Source extract:
★ ★ ★ ★ ★

Meadows said he hopes the Council will develop guidelines on when and how tax incentives should be used and what they should look like. Such a move would not impact those incentives already approved by Council, only those moving forward.

This election saw unprecedented involvement by the Lansing Regional Chamber of Commerce The Chamber backed Meadows and Shanna Draheim, who also won. But it lost big time with the defeat of Nathan Triplett, a two-term Councilman and the Council-appointed mayor. With his defeat and Altmann’s victory, the fivemember Council will likely swing to a more cautious approach to incentives.

Chamber President and CEO Tim Daman said his organization “hopes development is not going to be delayed,” but he said he understands that it will take the three new Councilmembers time to “understand” how city government works.

He acknowledged that the Chamber stumbled with “some assumptions” in the race, such as the strength of Triplett and higher-than-expected turnout in two neighborhoods angered about developments.

One is the Bailey neighborhood, where neighbors have been dismayed by a city decision to shut down the community center there. The other was the Flower Pot neighborhood, which lies between Trowbridge Road and Kalamazoo Street.

To the south, Flower Pot neighbors are upset about the redevelopment of the Trowbridge Shopping Center. To the north, they are angry about a development plan on the former Michigan State Police headquarters property. That development would see residential units for students tall enough to invade the privacy of the Flower Pot homes nearby.

Daman said that on Election Day, as the only incumbent on the ballot, Triplett took the ire of the voters.

★ ★ ★ ★ ★

Material shown:
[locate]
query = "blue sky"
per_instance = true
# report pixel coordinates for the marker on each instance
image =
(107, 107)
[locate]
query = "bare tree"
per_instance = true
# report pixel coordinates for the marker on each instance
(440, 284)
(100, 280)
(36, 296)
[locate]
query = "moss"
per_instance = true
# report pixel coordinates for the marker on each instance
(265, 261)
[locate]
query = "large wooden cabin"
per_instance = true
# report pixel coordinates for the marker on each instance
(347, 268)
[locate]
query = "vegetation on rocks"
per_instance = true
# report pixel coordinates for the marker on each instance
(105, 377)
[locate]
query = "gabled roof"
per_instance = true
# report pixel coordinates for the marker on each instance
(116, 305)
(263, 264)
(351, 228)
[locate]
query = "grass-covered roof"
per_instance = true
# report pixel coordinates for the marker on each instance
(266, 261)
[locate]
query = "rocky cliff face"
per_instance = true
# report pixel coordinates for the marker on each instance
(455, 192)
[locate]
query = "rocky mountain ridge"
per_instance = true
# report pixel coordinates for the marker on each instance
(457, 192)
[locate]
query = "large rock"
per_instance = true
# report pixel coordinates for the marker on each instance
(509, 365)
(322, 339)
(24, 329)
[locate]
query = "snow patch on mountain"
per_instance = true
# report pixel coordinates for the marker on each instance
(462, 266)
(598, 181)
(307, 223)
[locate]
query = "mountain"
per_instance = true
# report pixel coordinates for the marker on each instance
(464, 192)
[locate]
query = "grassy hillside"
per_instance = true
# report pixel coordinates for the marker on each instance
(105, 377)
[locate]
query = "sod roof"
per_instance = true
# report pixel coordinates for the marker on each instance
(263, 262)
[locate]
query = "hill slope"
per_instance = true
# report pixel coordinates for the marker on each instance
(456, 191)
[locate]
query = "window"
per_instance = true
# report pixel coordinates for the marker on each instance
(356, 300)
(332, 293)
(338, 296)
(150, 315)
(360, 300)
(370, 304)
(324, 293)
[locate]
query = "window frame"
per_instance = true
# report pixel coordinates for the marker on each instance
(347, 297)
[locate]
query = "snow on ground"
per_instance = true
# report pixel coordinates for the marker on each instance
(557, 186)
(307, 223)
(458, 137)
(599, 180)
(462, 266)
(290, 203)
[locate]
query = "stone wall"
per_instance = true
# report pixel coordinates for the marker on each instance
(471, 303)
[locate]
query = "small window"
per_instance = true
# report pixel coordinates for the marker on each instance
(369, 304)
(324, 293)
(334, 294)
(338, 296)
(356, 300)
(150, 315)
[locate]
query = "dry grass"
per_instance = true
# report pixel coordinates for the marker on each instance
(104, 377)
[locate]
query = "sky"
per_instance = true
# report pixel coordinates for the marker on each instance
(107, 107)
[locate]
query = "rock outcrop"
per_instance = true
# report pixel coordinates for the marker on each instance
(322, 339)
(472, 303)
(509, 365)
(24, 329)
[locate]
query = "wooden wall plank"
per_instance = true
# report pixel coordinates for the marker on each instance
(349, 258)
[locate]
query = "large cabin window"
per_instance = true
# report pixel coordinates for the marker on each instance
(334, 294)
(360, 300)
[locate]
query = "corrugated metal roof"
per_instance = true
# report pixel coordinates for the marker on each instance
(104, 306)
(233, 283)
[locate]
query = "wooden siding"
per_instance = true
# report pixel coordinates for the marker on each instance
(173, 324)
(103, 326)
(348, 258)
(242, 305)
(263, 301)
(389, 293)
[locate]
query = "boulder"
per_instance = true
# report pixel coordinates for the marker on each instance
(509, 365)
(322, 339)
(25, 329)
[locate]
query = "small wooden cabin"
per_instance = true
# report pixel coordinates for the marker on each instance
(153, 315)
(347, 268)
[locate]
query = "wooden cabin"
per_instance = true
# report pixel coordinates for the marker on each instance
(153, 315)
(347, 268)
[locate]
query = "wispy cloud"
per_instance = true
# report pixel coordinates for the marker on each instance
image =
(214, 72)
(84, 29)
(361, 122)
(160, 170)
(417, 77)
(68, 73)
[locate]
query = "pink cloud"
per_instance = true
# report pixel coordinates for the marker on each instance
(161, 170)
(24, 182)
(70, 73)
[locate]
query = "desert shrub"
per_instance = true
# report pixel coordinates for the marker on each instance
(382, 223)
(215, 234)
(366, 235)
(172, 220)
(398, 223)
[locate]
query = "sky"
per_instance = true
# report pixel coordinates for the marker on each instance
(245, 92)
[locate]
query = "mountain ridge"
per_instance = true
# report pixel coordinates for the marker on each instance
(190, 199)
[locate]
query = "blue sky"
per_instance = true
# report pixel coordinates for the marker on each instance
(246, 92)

★ ★ ★ ★ ★

To be done:
**1.** Using the council election article, explain why Flower Pot residents object to the development plan on the former Michigan State Police headquarters property.
**2.** Answer these questions from the council election article.
(a) Which two candidates did the Chamber back?
(b) Between which two roads does the Flower Pot neighborhood lie?
(c) What city decision dismayed residents of the Bailey neighborhood?
**3.** Go on with the council election article from its last sentence.

Answers given:
**1.** The plan would put up residential units for students that are tall enough to invade the privacy of the Flower Pot homes nearby.

**2.**
(a) Meadows and Shanna Draheim.
(b) Trowbridge Road and Kalamazoo Street.
(c) The decision to shut down the community center there.

**3.**
Other community frustration over development also played a role in Triplett’s defeat, Meadows said. Those concerns center on the stretch of buildings between Abbot Road and the People’s Church on Grand River Avenue. These buildings have long been an eyesore and a target for redevelopment. For nearly a decade, developer Scott Chappelle worked with city officials in an attempt to bring to life a very complicated development in that area of the city. It was known as City Center II, but in 2012, the deal between Chappelle and the city died.

“When I was knocking on doors, everyone — bar none — said that corner is a concern,” Meadows said. “They want something there that will be a priority.”

A “ trainwreck” is how Altmann, an MSU professor who served on the Planning Commission, described the corner. On the “City Pulse Newsmakers” television show last week, Altmann said the failed development has left the legal status of the property in question and that other developers “are not going to touch it” until the city clarifies its status.

“We need to do what we can to get that property into the hands of somebody who can build something there,” Altmann said. “There are steps we can take to make that easier. One of the things we need to do is collect a history of all the mortgages and all the tax liens and emails between the developer and city staff and all the stuff that has gone on there over the past 10 or 15 years and publish that as a resource on the city’s website.”

Both men concede that development in centives are important tools, but they note there are deep concerns.

Altmann said developers have essentially received a free pass when seeking subsidies.

“The problem has been that their use has been excessive over the past 10 years and there has been no critical assessment of why subsidies are necessary for a given project,” Altmann said. In the past decade, he said, developers have presented their projects and announced what subsidies were necessary to carry the project out — and the Council would essentially give its stamp of approval without any critical assessments.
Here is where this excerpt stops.